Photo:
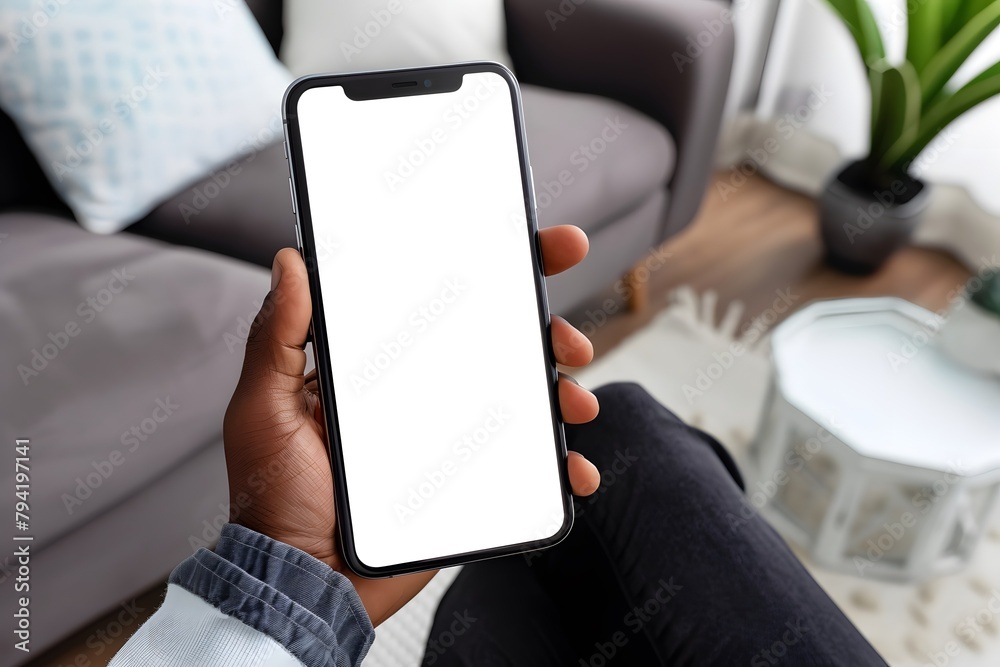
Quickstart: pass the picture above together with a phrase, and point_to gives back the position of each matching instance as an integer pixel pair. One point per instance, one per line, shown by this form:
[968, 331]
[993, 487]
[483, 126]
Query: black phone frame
[378, 85]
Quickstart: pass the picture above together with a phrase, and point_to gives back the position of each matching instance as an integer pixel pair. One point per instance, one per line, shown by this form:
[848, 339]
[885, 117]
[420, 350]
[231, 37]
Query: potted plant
[870, 208]
[971, 333]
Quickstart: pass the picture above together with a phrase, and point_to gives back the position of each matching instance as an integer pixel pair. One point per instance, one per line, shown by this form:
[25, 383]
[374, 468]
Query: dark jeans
[661, 568]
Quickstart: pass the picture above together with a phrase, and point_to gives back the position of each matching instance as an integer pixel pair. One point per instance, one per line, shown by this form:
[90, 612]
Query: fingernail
[275, 273]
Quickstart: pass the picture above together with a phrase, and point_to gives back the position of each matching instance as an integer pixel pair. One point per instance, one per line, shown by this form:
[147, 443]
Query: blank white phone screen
[427, 282]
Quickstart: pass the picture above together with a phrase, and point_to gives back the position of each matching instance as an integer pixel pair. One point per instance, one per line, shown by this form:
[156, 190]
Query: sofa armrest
[644, 53]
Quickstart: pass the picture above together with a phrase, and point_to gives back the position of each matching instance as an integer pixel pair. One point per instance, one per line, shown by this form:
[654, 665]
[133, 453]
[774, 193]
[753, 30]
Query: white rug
[685, 358]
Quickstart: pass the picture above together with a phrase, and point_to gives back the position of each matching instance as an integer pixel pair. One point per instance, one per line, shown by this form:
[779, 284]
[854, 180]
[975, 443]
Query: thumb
[275, 355]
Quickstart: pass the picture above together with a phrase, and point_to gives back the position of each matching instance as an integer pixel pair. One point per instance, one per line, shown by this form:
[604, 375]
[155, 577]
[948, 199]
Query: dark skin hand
[280, 481]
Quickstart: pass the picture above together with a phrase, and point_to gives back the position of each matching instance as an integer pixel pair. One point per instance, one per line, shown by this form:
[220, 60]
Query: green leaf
[941, 114]
[860, 22]
[925, 29]
[898, 106]
[952, 19]
[943, 65]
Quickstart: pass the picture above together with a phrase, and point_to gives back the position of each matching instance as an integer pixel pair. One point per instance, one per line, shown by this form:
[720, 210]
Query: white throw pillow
[352, 36]
[125, 102]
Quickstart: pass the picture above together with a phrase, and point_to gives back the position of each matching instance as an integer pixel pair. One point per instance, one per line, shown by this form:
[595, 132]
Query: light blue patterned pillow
[124, 102]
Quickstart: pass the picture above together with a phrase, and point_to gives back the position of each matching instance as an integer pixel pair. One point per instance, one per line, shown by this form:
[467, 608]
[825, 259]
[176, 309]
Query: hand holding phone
[416, 220]
[280, 482]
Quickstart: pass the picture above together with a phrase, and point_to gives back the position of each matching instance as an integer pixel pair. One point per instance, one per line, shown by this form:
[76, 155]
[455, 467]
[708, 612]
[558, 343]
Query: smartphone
[416, 219]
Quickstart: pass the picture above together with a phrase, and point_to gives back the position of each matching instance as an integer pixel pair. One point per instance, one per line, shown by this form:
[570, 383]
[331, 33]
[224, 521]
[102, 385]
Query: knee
[628, 417]
[630, 398]
[632, 425]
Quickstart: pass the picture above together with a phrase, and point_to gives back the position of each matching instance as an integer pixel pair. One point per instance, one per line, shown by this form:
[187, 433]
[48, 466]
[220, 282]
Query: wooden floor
[759, 240]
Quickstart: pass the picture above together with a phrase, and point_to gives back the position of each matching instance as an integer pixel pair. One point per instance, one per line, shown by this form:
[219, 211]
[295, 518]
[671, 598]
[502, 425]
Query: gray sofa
[125, 413]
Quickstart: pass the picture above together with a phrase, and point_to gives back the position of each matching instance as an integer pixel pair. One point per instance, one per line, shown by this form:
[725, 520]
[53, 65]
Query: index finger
[563, 247]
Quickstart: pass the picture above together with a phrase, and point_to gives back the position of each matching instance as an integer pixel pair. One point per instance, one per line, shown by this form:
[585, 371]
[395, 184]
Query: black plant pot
[864, 220]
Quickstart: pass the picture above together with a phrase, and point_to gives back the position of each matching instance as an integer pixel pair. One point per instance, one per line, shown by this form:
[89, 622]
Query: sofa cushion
[594, 160]
[119, 357]
[244, 210]
[124, 102]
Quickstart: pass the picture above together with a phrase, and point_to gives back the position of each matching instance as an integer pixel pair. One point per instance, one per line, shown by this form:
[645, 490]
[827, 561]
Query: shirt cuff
[300, 602]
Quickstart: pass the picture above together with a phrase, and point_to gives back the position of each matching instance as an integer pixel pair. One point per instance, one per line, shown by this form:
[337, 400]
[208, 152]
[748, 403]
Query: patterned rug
[683, 358]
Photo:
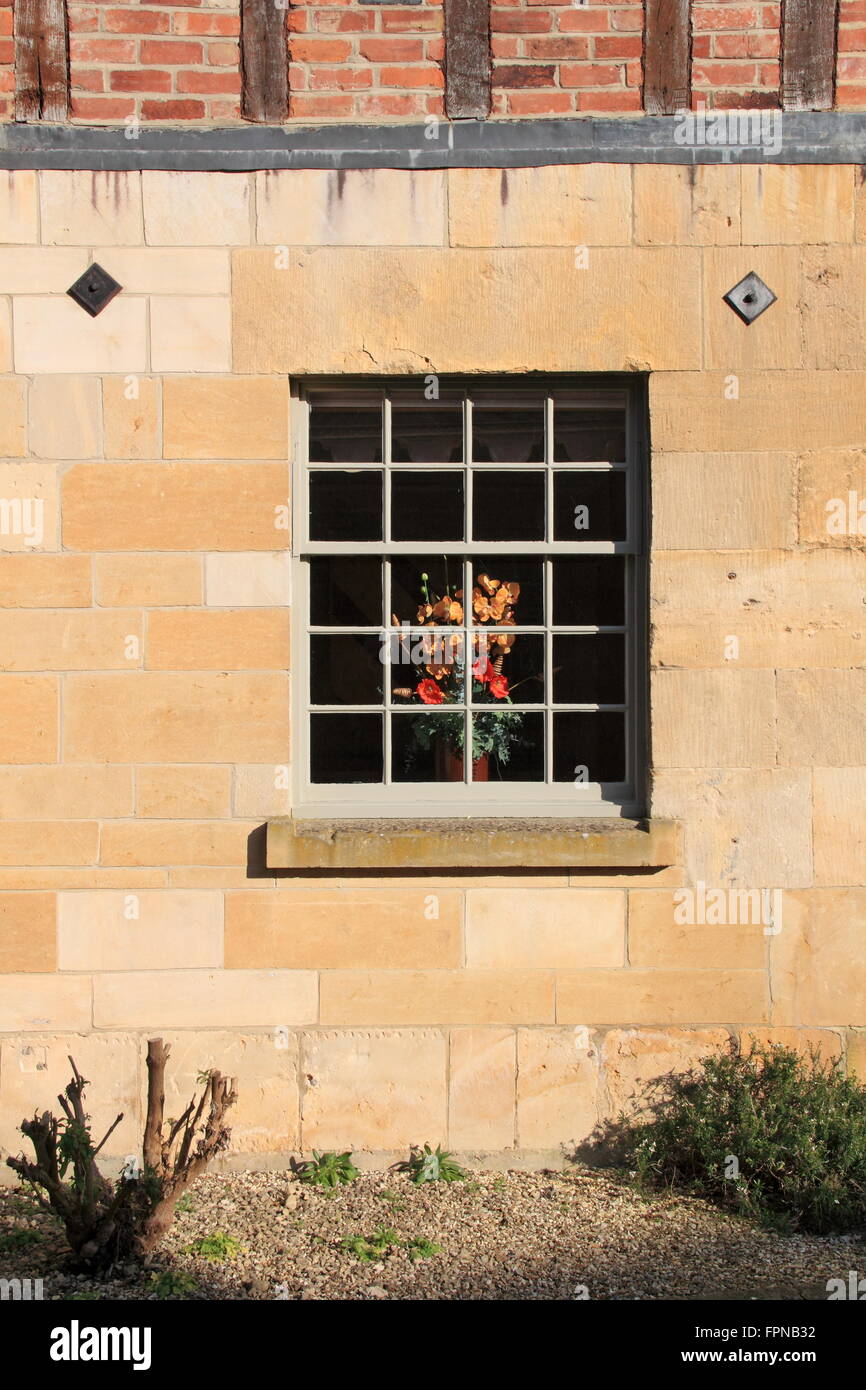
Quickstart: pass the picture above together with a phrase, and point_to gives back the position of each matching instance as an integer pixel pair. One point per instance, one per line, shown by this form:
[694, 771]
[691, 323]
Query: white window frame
[492, 799]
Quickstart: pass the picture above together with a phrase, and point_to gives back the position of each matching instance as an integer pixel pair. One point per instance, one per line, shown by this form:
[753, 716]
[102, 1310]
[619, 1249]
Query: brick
[18, 207]
[184, 792]
[27, 931]
[131, 417]
[154, 717]
[659, 997]
[816, 963]
[420, 997]
[66, 417]
[45, 581]
[91, 209]
[658, 940]
[195, 209]
[356, 207]
[376, 1090]
[552, 929]
[252, 580]
[350, 930]
[556, 1087]
[191, 334]
[577, 205]
[203, 998]
[797, 203]
[713, 719]
[321, 291]
[148, 580]
[225, 417]
[54, 843]
[54, 335]
[481, 1091]
[28, 719]
[173, 506]
[145, 930]
[63, 1002]
[63, 640]
[186, 641]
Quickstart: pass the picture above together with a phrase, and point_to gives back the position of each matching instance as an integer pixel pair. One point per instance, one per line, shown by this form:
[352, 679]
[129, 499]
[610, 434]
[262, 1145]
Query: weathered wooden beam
[467, 57]
[42, 60]
[667, 61]
[808, 54]
[264, 60]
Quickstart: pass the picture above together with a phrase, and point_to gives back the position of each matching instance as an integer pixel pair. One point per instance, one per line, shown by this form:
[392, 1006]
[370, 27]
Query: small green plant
[770, 1134]
[423, 1248]
[216, 1248]
[327, 1169]
[173, 1283]
[371, 1247]
[431, 1165]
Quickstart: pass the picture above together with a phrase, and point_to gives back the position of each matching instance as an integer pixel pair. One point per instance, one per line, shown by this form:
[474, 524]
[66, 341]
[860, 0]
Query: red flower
[430, 692]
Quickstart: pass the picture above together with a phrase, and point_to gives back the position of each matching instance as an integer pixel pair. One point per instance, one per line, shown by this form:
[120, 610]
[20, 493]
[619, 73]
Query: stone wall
[143, 644]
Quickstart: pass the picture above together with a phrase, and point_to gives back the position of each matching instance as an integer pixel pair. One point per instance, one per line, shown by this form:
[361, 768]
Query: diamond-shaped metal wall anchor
[95, 289]
[749, 298]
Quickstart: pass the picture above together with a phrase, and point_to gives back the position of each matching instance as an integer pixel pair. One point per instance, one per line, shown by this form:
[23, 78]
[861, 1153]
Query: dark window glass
[590, 506]
[346, 506]
[588, 591]
[426, 506]
[430, 434]
[345, 434]
[345, 669]
[508, 435]
[590, 669]
[346, 748]
[588, 748]
[345, 591]
[508, 506]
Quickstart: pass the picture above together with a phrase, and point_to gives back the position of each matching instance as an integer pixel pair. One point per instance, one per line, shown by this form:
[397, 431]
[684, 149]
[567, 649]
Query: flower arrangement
[444, 672]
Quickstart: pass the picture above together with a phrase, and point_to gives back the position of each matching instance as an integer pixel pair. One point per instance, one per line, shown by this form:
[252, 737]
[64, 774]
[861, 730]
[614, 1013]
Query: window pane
[508, 506]
[427, 434]
[345, 591]
[346, 506]
[509, 747]
[588, 748]
[526, 594]
[590, 506]
[513, 673]
[427, 747]
[588, 591]
[588, 435]
[346, 748]
[345, 434]
[590, 669]
[508, 435]
[427, 506]
[345, 669]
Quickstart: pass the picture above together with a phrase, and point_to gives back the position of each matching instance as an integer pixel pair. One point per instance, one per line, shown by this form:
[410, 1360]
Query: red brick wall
[736, 49]
[174, 61]
[851, 66]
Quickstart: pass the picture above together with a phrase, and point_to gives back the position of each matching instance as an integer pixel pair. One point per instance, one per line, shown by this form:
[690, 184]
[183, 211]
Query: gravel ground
[508, 1236]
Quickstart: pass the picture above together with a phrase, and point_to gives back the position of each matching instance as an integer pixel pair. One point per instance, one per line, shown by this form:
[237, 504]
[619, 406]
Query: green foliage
[328, 1169]
[173, 1283]
[216, 1248]
[770, 1134]
[428, 1165]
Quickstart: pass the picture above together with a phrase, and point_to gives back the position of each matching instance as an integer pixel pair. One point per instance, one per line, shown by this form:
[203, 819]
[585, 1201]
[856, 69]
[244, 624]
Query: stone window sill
[473, 844]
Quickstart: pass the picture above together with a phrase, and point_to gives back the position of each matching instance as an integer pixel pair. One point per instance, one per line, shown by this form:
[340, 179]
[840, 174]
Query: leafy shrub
[770, 1134]
[327, 1169]
[428, 1165]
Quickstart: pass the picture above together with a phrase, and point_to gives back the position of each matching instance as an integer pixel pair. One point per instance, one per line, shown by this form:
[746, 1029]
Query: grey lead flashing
[747, 136]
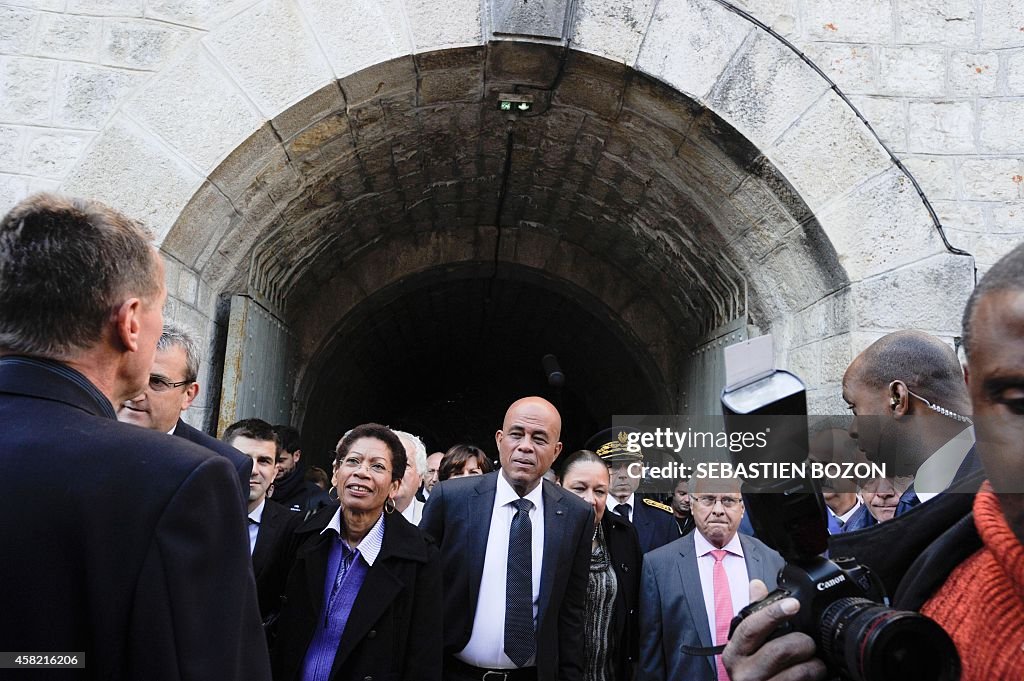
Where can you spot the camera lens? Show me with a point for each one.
(865, 641)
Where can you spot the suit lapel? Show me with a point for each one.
(266, 538)
(554, 538)
(689, 577)
(755, 564)
(478, 505)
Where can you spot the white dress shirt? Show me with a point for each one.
(735, 569)
(486, 642)
(414, 511)
(938, 470)
(257, 517)
(632, 501)
(370, 546)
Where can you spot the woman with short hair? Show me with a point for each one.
(364, 597)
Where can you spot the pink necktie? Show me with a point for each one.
(723, 607)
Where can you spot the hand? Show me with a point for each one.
(790, 657)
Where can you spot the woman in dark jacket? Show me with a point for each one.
(364, 597)
(610, 643)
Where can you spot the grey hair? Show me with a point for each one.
(65, 264)
(420, 450)
(176, 335)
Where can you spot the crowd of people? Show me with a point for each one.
(134, 551)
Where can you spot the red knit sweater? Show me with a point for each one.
(982, 602)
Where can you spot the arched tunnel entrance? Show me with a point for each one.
(441, 353)
(419, 250)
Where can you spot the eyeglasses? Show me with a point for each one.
(353, 463)
(709, 501)
(161, 384)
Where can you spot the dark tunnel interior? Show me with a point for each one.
(443, 357)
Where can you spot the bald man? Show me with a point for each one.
(515, 551)
(911, 413)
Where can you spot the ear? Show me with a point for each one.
(189, 395)
(128, 325)
(899, 398)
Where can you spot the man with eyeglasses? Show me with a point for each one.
(691, 588)
(171, 390)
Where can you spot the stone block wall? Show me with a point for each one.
(173, 87)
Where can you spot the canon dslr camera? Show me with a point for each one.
(842, 605)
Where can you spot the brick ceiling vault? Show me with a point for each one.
(615, 196)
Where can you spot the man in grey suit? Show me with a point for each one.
(691, 588)
(515, 551)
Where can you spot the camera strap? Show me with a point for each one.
(704, 651)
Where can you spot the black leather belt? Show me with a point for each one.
(481, 674)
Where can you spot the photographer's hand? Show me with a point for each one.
(751, 656)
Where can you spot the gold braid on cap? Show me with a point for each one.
(617, 448)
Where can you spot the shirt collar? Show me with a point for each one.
(612, 502)
(371, 545)
(505, 495)
(257, 514)
(938, 470)
(705, 547)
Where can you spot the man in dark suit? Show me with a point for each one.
(910, 407)
(271, 527)
(692, 588)
(291, 488)
(653, 520)
(128, 552)
(171, 389)
(515, 551)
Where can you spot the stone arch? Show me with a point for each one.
(714, 173)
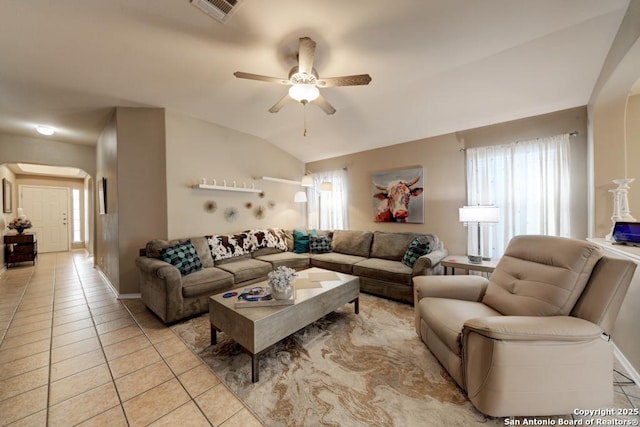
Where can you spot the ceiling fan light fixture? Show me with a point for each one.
(304, 92)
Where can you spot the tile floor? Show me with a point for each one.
(72, 354)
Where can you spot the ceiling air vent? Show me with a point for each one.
(221, 10)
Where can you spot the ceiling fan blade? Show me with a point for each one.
(356, 80)
(278, 105)
(322, 102)
(306, 55)
(241, 75)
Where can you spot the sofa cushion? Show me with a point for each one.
(527, 282)
(301, 241)
(334, 261)
(319, 244)
(418, 247)
(446, 318)
(384, 269)
(246, 269)
(183, 256)
(352, 242)
(207, 281)
(391, 246)
(287, 259)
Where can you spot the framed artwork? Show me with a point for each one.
(102, 195)
(398, 196)
(6, 196)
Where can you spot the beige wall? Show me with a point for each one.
(444, 173)
(47, 152)
(131, 156)
(5, 173)
(608, 113)
(197, 149)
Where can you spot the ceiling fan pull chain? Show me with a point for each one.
(304, 112)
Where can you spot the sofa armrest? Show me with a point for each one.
(161, 288)
(533, 328)
(157, 267)
(467, 288)
(426, 263)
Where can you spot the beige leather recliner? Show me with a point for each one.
(533, 339)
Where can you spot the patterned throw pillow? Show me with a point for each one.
(183, 256)
(417, 248)
(319, 244)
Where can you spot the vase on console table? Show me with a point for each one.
(621, 211)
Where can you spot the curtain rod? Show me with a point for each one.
(572, 133)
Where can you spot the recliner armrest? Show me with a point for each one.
(468, 288)
(533, 328)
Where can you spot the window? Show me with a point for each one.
(529, 181)
(328, 210)
(76, 218)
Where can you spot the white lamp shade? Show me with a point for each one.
(479, 214)
(326, 186)
(300, 197)
(305, 92)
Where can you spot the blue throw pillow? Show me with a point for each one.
(183, 256)
(416, 249)
(301, 241)
(320, 244)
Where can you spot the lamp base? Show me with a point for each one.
(475, 259)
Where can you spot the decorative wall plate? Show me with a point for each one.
(231, 214)
(210, 206)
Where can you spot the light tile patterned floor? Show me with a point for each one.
(72, 354)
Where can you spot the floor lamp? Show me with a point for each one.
(479, 215)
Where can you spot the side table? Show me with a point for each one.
(462, 262)
(20, 248)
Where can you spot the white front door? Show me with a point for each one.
(47, 208)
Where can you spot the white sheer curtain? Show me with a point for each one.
(328, 210)
(529, 181)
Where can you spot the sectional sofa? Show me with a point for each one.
(178, 276)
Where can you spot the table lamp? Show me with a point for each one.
(479, 215)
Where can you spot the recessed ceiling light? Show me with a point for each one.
(45, 130)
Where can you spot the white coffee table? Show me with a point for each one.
(258, 328)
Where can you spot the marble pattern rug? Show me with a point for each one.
(369, 369)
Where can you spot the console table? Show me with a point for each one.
(462, 262)
(20, 248)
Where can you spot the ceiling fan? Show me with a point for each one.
(304, 80)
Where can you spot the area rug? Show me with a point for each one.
(369, 369)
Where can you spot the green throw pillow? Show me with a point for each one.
(319, 244)
(183, 256)
(301, 241)
(416, 249)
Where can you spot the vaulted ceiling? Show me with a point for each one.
(437, 66)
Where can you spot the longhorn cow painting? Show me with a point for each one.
(397, 196)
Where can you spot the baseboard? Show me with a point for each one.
(130, 296)
(113, 288)
(631, 372)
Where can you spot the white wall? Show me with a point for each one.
(197, 149)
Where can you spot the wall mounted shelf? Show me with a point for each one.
(286, 181)
(225, 188)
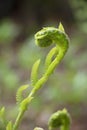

•••

### AIM OF THE EXERCISE
Skip the pictures. Return exactly the lines from the one containing "Where can you spot the ceiling fan?" through the end of the data above, both included, and nothing besides.

### ANSWER TO THIS TASK
Where can you spot the ceiling fan? Show me with a point for each one.
(304, 80)
Where can you spot the area rug? Show me with a point for each one.
(369, 369)
Where can you spot the green throw pillow? Show me with a point for each one.
(319, 244)
(183, 256)
(301, 241)
(416, 249)
Where can you spot the vaulted ceiling? Show me with a point for each one.
(437, 66)
Where can you spot the longhorn cow painting? Show me with a point for each one.
(397, 196)
Where can you spot the baseboard? Show me with a point for each one.
(130, 296)
(113, 288)
(631, 372)
Where can you spot the white wall? Show me with a point for each one.
(197, 149)
Where can you spot the wall mounted shelf? Show me with a point for each one.
(286, 181)
(225, 188)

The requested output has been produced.